:: Record extracts ::

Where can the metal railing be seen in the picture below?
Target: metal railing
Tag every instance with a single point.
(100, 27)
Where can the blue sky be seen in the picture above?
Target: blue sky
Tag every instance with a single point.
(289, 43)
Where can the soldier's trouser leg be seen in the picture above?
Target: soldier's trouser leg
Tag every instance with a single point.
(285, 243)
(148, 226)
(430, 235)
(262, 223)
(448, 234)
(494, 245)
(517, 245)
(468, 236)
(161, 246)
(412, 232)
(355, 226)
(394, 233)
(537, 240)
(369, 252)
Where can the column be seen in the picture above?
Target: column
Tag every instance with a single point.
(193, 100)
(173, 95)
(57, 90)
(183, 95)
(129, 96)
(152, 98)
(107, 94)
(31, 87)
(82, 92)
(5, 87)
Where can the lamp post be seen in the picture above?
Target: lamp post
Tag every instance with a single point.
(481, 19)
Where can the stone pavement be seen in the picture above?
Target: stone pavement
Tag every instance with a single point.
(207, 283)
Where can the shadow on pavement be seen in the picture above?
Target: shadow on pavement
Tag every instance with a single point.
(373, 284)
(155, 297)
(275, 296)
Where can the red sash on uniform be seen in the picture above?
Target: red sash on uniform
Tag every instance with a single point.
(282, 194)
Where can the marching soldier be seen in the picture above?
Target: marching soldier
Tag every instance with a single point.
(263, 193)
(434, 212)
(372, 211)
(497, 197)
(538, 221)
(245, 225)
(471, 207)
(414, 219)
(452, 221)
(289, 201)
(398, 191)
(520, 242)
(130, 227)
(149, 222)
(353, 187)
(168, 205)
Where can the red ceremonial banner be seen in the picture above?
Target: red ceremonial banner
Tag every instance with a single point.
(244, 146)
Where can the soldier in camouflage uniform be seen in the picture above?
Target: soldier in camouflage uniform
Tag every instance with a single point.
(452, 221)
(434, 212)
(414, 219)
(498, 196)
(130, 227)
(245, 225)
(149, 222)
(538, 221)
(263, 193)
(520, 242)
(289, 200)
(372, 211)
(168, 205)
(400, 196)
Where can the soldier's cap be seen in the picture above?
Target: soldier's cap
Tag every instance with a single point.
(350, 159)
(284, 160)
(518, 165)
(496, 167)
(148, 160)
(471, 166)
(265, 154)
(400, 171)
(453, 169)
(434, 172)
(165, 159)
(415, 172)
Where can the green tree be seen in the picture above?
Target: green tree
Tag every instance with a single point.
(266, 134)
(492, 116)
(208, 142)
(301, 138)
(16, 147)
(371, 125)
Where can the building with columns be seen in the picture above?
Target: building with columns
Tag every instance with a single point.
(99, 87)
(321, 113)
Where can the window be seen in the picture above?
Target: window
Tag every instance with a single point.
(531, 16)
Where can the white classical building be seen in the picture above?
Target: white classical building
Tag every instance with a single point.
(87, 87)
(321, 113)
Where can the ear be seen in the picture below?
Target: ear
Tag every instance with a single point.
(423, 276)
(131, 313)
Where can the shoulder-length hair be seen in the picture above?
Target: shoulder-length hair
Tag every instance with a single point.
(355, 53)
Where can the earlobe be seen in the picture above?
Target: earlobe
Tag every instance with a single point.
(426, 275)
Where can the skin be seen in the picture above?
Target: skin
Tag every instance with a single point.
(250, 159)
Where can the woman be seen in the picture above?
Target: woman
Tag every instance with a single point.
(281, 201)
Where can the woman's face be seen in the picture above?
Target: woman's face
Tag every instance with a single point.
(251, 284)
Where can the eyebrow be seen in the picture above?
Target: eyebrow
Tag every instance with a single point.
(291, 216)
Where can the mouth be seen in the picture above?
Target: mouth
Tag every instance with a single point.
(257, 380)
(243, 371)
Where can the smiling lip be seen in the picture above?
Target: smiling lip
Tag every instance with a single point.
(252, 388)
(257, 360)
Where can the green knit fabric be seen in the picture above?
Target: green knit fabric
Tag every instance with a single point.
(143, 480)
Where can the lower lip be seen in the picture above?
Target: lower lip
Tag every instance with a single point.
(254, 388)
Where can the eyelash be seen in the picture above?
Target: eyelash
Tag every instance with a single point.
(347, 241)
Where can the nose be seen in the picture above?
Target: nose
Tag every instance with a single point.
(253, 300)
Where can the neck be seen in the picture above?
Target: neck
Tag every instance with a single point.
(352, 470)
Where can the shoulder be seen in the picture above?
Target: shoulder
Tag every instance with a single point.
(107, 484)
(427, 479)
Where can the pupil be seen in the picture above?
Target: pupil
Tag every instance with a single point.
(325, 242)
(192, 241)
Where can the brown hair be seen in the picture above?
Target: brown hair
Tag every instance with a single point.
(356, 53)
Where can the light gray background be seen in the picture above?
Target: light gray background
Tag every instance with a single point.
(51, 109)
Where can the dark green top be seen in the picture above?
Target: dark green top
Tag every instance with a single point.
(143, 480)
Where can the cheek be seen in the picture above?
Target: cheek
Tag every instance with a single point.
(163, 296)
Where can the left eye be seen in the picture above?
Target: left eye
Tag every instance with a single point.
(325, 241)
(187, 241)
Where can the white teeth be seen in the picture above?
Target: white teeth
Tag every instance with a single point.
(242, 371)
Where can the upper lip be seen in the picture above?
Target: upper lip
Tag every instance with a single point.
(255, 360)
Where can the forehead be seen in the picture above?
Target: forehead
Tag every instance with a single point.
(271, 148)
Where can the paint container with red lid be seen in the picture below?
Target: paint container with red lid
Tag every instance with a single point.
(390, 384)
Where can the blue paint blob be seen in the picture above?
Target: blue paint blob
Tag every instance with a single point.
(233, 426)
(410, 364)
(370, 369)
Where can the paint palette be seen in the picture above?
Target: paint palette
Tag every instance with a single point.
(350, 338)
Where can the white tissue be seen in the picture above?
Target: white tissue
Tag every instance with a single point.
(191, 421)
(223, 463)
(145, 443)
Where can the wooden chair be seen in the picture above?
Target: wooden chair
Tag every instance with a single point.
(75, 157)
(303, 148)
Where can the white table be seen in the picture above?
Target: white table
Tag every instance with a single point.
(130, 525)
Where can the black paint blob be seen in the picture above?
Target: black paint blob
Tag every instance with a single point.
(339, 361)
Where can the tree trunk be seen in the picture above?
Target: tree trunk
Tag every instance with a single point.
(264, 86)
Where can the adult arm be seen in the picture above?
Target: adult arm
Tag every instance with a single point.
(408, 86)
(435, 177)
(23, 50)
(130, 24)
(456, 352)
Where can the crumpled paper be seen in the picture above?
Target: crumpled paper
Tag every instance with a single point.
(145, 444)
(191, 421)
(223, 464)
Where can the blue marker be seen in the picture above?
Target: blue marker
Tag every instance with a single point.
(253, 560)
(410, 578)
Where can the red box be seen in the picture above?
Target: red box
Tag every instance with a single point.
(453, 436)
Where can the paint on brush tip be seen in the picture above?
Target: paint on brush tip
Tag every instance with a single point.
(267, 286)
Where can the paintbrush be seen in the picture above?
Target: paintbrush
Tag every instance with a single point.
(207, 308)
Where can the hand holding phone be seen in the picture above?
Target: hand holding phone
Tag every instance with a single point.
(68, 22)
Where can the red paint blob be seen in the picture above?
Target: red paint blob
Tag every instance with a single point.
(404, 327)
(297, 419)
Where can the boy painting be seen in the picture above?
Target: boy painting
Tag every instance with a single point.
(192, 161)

:: What to produce ::
From the records above, please extract every line and repeat it exactly.

:: Expected output ::
Where can the metal railing be seen in the picture below?
Target: metal railing
Tag every instance with a single point.
(100, 27)
Where can the blue sky be seen in the picture above?
Target: blue sky
Tag every instance with a single point.
(289, 43)
Where can the soldier's trouser leg be seen in the picture above?
Target: soldier's trouser leg
Tag every instance with a single point.
(285, 243)
(148, 226)
(430, 235)
(262, 223)
(448, 234)
(494, 245)
(517, 245)
(468, 236)
(161, 246)
(412, 232)
(355, 226)
(394, 233)
(537, 240)
(369, 252)
Where can the column be seen in the picture above?
Target: column
Tag every instance with a single point.
(193, 100)
(173, 95)
(57, 90)
(183, 95)
(129, 96)
(152, 98)
(107, 94)
(31, 87)
(82, 92)
(5, 87)
Where can the lamp post be seen in the picture above?
Target: lamp post
Tag every instance with a single point.
(481, 19)
Where can the stone pavement be seen in the picture above?
Target: stone pavement
Tag every instance with a single point.
(207, 283)
Where can the shadow on pavement be seen in the picture above?
Target: shadow on pavement
Tag every instance with a single point.
(373, 284)
(155, 297)
(275, 296)
Where can the red sash on uniform be seen in the picture above?
Target: red sash on uniform
Tag every instance with a single point.
(282, 194)
Where can the marching soldier be seen in the picture above?
Target: marching soldier
Tag every instance with a single point.
(263, 193)
(434, 212)
(372, 211)
(497, 197)
(538, 221)
(245, 225)
(471, 207)
(414, 219)
(452, 221)
(289, 201)
(398, 191)
(520, 242)
(130, 227)
(149, 222)
(353, 187)
(168, 205)
Where can the red ceremonial banner be seen in the picture above?
Target: red ceremonial banner
Tag every instance with a single point.
(244, 146)
Where can the soldier in camouflage uniform be seen in the picture above?
Target: soldier in camouflage uniform
Tag every instance with a single point.
(452, 221)
(434, 212)
(414, 219)
(498, 196)
(130, 227)
(245, 225)
(149, 222)
(538, 221)
(263, 193)
(520, 242)
(289, 200)
(372, 211)
(168, 205)
(400, 196)
Where can the soldier's cap be seen in the picture above?
Target: soldier's cap
Tag every instance with a single point.
(350, 159)
(284, 160)
(518, 165)
(496, 167)
(148, 160)
(471, 166)
(265, 154)
(400, 171)
(453, 169)
(434, 172)
(165, 159)
(415, 172)
Where can the green tree be seen in the picture above?
Target: green tree
Tag every instance with a single point.
(266, 134)
(492, 116)
(208, 142)
(301, 138)
(16, 147)
(371, 125)
Where can the building with columns be seen in the picture above?
Target: building with columns
Tag every instance with a single point.
(99, 87)
(321, 113)
Where can the window be seen in the picture above?
Target: window
Tag every instance with a single point.
(531, 16)
Where can the white classical building be seen in the picture above?
Target: white classical building
Tag every instance with a single point.
(87, 87)
(321, 113)
Where can the ear be seen in the picture below?
Target: ear
Tag every instance with a single point.
(423, 276)
(131, 313)
Where can the shoulder-length hair be seen in the picture above?
Target: shoulder-length hair
Tag every instance with a single point.
(355, 53)
Where can the earlobe be seen in the picture above?
Target: earlobe
Tag every instance with a single point.
(426, 275)
Where can the skin be seen in the picture above?
Target: skin
Tag every instance with a single point.
(250, 159)
Where can the woman be seen in the picture above?
Target: woman
Tag every instance with a single point.
(281, 201)
Where can the woman's face be seen in the picture above?
Target: woman's face
Tag every instance with a single point.
(251, 284)
Where can the eyebrow be seen in the picture above?
Target: eyebrow
Tag every instance with a single point.
(291, 216)
Where can the mouth be seen in the picture above?
Target: mouth
Tag every instance with a single point.
(257, 380)
(243, 371)
Where can the smiling lip be seen in the picture above?
Target: smiling lip
Tag every instance with a single point.
(252, 388)
(257, 360)
Where can the green knit fabric be seen in the picture above?
Target: green knit fabric
Tag every instance with a single point.
(143, 480)
Where can the lower lip be seen in the picture above?
Target: lower lip
Tag every instance with a single point.
(254, 388)
Where can the eyelash be seen in the picture above?
Target: eyelash
Tag every instance with a single point.
(347, 241)
Where can the nose be seen in the picture above?
Target: nose
Tag every instance with a single point.
(253, 300)
Where can the neck be seen in the picture above?
Target: neck
Tag every instance with a single point.
(352, 470)
Where can the shoulder be seen in the picture above?
Target: shoulder
Tag every instance with a single point.
(107, 484)
(427, 479)
Where can the pupil be seen in the picture above?
Target: pupil
Tag every instance with a single point.
(325, 242)
(192, 241)
Where can the brown hair be seen in the picture above?
Target: brown hair
Tag every instance with a single point.
(356, 53)
Where can the light gray background be seen in the picture above?
Target: light gray background
Tag every instance with a single point.
(51, 109)
Where can the dark green top be seen in the picture above?
Target: dark green top
Tag every instance with a single point.
(143, 480)
Where can the cheek be seen in the picture above?
Target: cheek
Tag every instance with a single point.
(163, 296)
Where can the left eye be seen in the picture above?
Target: left eye
Tag every instance with a single point.
(325, 241)
(187, 241)
Where can the white teeth be seen in the picture above?
Target: white teeth
Tag every instance with a single point.
(242, 371)
Where can the upper lip be seen in the picture above?
Target: upper lip
Tag every instance with a single point.
(255, 360)
Where can the forehead be seen in the picture above?
Target: forehead
Tag every instance with a single point.
(271, 148)
Where can the paint container with red lid be seen in the picture below?
Target: paint container with red lid
Tag every instance with a single point.
(390, 384)
Where can the blue paint blob be seen in the picture above?
Target: blue paint blob
Tag every instance with a single point.
(233, 426)
(410, 364)
(370, 369)
Where can the paint palette be seen in the picture above?
Target: paint palette
Tag every instance with a single point.
(350, 338)
Where can the white tissue be seen in the picture above?
Target: white tissue
Tag every instance with a single point.
(191, 421)
(223, 463)
(145, 443)
Where can the wooden chair be seen in the picture above?
Target: wooden chair
Tag every instance with a single point.
(75, 157)
(303, 148)
Where can the white table be seen in the picture above?
Target: white table
Tag every instance with a single point.
(130, 525)
Where can the black paint blob be seen in the picture above?
Target: black paint blob
Tag every instance with a single point.
(339, 361)
Where can the tree trunk be seen in the picture above?
Target: tree trunk
Tag every instance with a single point.
(264, 86)
Where can the adult arm be seen in the picture above?
Target: adult arm
Tag every instance with a single point.
(408, 86)
(435, 177)
(23, 50)
(130, 24)
(456, 352)
Where can the crumpled paper be seen in the picture above?
Target: crumpled paper
Tag every instance with a single point.
(145, 444)
(191, 421)
(223, 464)
Where can the blue marker be seen in the picture above?
Target: blue marker
Tag every instance with a single point.
(253, 560)
(410, 578)
Where can the red box be seen in the picture above?
Target: red box
Tag every instance with a single point.
(453, 436)
Where can the paint on brush tip be seen in the picture above?
Target: paint on brush tip
Tag every instance with a single point.
(267, 286)
Where can the paintbrush be seen in the picture above?
Target: paintbrush
Tag every instance with a single point.
(207, 308)
Where can the hand holding phone be seen in the picture above?
Target: hand holding phone
Tag every instance with a single point.
(68, 22)
Where can the red paint blob be seen in the picture above?
Target: red paint blob
Tag every instance with a single point.
(404, 327)
(297, 419)
Where can the boy painting be seen in the picture above?
Target: boy painting
Tag every instance with a single point.
(192, 161)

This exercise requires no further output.